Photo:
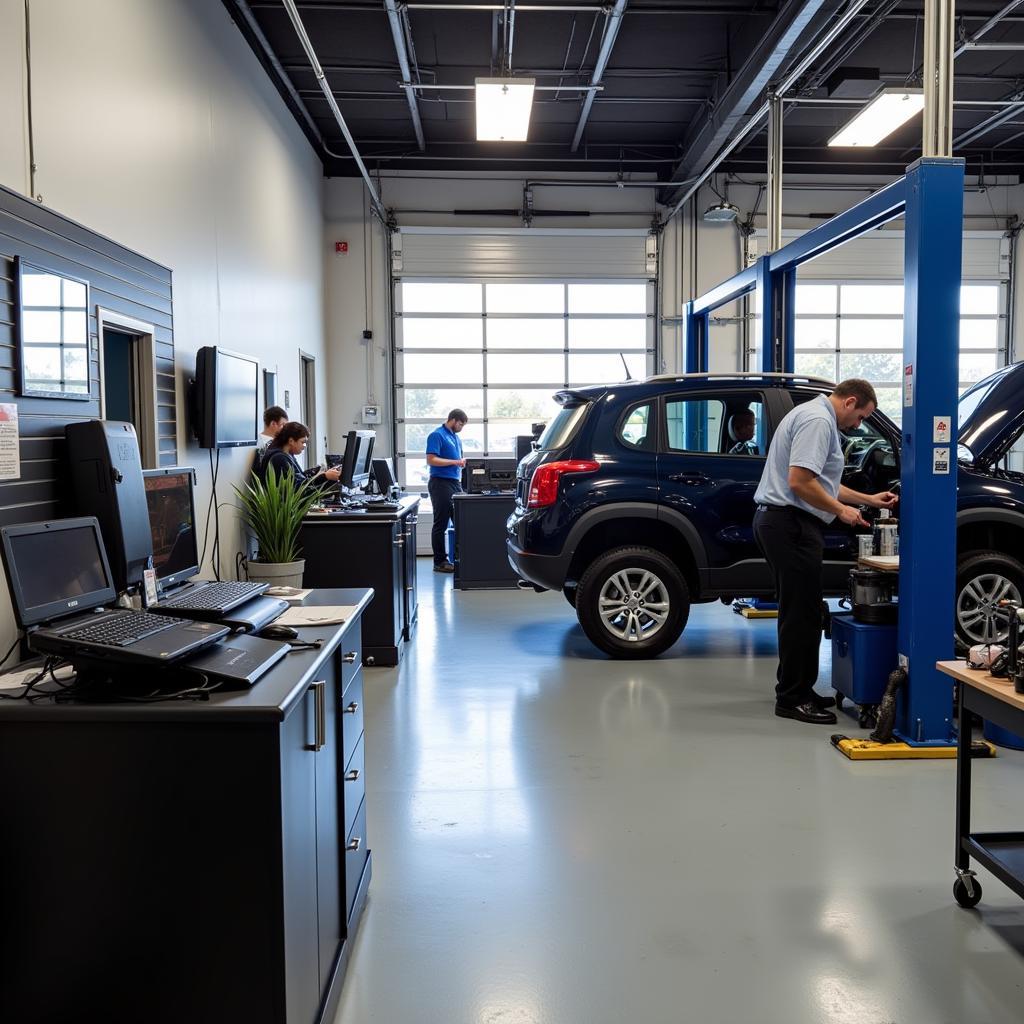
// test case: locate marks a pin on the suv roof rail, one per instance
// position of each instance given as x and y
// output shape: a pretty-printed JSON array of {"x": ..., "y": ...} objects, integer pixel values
[{"x": 738, "y": 374}]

....

What is required:
Reproduce the items above with each "instance" swapped for "occurrence" and everything else left as it is. Leave the pictures out.

Result of this exercise:
Photo:
// test case: locate marks a pin on the suv roof rail, one per occurrence
// position of each occurrence given as x and y
// output shape: a pretty-printed JSON array of {"x": ..., "y": ...} objects, integer pixel values
[{"x": 738, "y": 374}]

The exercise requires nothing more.